* _Prompt 1_
Rewrite the paragraph in the article on Russia and the yuan that begins "The yuan has even reached the household level" as a short bulleted list that keeps its main facts.
* _Prompt 2_
Name every currency mentioned in the article on Russia and the yuan.
* _Prompt 3_
In the article on Russia and the yuan, print everything from "Russia has historically" down to "of the dollar.".

Since the invasion of Ukraine, tensions between Russian and Western powers have been steadily building. In an attempt to evade financial restrictions from the West, Russia has turned to its new alternative currency: the Chinese yuan.

Russia has historically depended on the U.S. dollar and other Western currencies like the Euro. However, since the annexation of Crimea in 2014, Russia’s dependency on foreign currency has been leveraged against them by countries disapproving of their actions. Western nations have frozen around $300 billion of Russia’s foreign reserves and limited its ability to make global payments in response to the invasion of Ukraine. The United States has also implemented different economic sanctions, limiting Russia’s free use of the dollar.

Ruble value drops due to invasion of Ukraine (Photo courtesy of New York Times)

In response, Russia has increased its use of the Chinese yuan to decrease its financial dependence on the West. Russia has doubled the share of yuan its sovereign-wealth fund can hold to 60% and the share of Russian exports paid for in yuan has risen from 0.4% at the start of the Ukraine war to 14% in December. Since the start of the war, trade between Russia and China has increased drastically. China has become a major buyer of Russian oil, which has been boycotted by the West, and Russia has become dependent on various tech exports from China. This increase in trade has also made the transition to the yuan much more appealing for Russian businesses.

The yuan has even reached the household level in Russian society. This is significant because Russians have long relied on euros and dollars to protect themselves from the volatility of the Russian ruble. At the start of last year, Russian households held approximately nothing in yuan. At the end of last year, that number is up to $6 billion. That makes the yuan over 10% of the foreign currency held by Russian households. Almost 50 financial institutions in Russia now offer yuan savings accounts and the first denominated exchange-traded fund launched on the Moscow Exchange in January.

China has been working towards making the yuan a more dominant global currency as many have speculated about its potential to uproot the U.S. dollar-based financial system. In 2015, they launched a cross-border payment system to potentially compete with the current SWIFT network, which relies on the dollar. This investment into infrastructure highlights China’s desire to make the yuan the dominant global currency and better integrating it into such a large nation like Russia. Certainly looks like a step in the right direction for China.

However, there is still a long way to go for China to uproot the dollar as the global economy has been built on dollar-based trading infrastructure for decades. This move by Russia might not mean the end of the dollar’s reign, however, it might prompt countries to use more fractured systems when it comes to foreign currencies, to negate the ability of financial warfare through currency restrictions.

* _Record list_
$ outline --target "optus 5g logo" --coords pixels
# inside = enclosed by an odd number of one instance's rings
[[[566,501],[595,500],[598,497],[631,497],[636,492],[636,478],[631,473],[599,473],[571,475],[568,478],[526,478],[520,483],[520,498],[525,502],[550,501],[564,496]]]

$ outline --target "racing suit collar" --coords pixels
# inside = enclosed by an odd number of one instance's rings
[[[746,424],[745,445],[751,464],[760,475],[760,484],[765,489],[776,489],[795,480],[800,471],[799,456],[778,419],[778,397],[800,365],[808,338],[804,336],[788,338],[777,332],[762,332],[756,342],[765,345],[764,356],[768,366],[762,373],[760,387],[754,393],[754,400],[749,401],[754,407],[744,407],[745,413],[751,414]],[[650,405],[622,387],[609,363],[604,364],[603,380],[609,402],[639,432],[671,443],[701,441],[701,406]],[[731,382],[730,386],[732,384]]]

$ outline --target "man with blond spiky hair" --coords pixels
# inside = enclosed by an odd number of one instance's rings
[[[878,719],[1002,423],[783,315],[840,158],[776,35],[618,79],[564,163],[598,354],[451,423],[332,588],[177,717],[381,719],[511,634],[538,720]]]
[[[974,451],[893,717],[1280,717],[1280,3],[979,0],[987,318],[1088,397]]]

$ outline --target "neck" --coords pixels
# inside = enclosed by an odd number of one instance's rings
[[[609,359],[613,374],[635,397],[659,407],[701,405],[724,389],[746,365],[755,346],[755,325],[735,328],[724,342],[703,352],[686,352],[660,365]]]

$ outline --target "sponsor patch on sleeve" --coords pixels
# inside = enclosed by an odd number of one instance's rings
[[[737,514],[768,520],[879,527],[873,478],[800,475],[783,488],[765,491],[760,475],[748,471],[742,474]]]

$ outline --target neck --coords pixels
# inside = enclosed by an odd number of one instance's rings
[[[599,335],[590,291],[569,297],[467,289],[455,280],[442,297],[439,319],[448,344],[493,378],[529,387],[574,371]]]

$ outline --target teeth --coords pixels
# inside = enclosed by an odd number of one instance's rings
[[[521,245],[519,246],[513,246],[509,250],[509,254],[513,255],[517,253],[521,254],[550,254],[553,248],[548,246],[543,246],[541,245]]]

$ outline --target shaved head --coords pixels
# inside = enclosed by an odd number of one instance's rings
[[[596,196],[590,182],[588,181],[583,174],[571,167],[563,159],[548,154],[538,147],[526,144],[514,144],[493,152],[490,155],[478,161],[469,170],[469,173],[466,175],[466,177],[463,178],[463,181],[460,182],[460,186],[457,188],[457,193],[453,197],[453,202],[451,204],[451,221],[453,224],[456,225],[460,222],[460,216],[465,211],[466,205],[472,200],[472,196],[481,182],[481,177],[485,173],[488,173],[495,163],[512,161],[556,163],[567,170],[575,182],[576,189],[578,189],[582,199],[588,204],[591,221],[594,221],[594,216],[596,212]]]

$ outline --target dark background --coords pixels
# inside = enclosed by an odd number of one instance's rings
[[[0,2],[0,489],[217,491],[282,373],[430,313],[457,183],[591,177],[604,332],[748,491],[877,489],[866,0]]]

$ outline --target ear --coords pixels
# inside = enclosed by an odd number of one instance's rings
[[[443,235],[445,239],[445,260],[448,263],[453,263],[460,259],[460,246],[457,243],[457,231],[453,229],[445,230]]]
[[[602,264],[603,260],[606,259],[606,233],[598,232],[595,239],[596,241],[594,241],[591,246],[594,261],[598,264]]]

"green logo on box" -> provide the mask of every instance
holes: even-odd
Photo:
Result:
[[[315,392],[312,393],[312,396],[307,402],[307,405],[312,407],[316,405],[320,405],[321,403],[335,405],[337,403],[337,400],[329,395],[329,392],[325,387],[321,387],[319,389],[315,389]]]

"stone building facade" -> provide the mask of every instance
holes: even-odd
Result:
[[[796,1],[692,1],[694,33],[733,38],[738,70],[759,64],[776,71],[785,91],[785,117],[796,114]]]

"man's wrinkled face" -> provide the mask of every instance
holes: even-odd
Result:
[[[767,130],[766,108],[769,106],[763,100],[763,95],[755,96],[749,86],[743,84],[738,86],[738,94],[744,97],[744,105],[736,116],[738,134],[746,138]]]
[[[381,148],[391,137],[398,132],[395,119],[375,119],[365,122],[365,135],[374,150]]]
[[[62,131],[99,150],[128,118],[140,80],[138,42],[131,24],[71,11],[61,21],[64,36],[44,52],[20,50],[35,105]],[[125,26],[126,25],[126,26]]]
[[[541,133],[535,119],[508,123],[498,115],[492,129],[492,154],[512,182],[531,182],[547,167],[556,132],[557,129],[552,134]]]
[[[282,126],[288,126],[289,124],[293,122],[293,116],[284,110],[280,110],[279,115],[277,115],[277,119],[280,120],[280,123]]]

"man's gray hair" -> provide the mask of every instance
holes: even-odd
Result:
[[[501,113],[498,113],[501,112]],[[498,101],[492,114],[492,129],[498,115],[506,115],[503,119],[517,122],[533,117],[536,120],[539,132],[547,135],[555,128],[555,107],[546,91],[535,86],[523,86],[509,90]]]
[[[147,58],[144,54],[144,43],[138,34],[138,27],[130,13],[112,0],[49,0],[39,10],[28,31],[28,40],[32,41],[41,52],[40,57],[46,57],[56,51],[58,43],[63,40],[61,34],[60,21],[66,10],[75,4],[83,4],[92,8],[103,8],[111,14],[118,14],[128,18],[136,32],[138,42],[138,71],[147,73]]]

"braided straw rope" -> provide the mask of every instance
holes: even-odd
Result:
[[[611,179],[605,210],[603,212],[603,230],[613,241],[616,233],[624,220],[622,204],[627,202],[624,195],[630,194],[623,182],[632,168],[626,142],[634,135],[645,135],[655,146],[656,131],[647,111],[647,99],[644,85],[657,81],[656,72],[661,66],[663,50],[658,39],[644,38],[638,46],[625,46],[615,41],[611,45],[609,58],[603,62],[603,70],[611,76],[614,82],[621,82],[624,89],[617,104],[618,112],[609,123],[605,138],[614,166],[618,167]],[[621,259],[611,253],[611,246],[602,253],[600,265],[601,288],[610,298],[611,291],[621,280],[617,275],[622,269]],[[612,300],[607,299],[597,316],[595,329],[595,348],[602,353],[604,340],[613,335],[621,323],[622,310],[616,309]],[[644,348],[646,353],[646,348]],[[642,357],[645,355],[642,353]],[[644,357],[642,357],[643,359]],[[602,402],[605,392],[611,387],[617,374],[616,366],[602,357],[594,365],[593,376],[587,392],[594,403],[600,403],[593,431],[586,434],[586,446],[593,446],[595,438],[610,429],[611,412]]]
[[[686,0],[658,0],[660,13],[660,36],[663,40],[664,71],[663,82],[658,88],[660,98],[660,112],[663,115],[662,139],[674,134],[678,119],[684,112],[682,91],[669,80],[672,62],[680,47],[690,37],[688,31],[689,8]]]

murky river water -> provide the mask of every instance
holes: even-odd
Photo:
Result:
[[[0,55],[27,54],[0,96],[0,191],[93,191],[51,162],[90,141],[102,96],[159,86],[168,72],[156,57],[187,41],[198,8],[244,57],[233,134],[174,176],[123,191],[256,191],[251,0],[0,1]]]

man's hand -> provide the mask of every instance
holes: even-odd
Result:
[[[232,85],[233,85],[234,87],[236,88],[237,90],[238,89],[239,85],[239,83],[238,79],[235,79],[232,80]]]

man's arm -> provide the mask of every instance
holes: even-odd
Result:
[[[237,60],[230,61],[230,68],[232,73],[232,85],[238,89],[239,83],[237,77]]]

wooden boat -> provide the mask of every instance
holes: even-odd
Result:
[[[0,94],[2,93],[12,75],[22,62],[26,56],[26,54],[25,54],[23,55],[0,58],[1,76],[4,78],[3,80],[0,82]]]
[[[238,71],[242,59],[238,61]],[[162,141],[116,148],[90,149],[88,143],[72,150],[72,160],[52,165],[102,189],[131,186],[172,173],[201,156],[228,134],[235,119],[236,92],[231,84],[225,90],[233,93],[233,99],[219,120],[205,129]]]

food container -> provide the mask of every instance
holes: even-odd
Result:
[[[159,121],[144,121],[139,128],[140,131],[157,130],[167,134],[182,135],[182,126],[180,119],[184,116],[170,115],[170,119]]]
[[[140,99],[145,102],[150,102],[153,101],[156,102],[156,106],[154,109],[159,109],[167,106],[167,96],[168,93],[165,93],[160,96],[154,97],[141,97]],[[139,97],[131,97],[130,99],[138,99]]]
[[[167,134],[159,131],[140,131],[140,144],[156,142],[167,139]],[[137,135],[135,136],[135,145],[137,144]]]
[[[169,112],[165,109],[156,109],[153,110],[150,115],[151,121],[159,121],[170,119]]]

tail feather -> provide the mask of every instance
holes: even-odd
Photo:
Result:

* _Output 1_
- The yuan is now held by Russian households, which matters because Russians have long relied on euros and dollars to protect themselves from swings in the ruble.
- Russian households held approximately nothing in yuan at the start of last year and $6 billion by its end.
- That makes the yuan over 10% of the foreign currency Russian households hold.
- Almost 50 financial institutions in Russia now offer yuan savings accounts.
- The first denominated exchange-traded fund launched on the Moscow Exchange in January.

* _Output 2_
- Chinese yuan
- U.S. dollar
- Euro
- Russian ruble

* _Output 3_
Russia has historically depended on the U.S. dollar and other Western currencies like the Euro. However, since the annexation of Crimea in 2014, Russia’s dependency on foreign currency has been leveraged against them by countries disapproving of their actions. Western nations have frozen around $300 billion of Russia’s foreign reserves and limited its ability to make global payments in response to the invasion of Ukraine. The United States has also implemented different economic sanctions, limiting Russia’s free use of the dollar.